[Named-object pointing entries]
- - -

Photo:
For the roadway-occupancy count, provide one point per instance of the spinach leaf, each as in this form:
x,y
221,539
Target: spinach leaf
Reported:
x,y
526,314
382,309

- - -

Gather every line of the data above that contains the string "spinach".

For the roadway-occupancy count, provide one point per instance of the spinach leaf, each as in this form:
Target: spinach leaf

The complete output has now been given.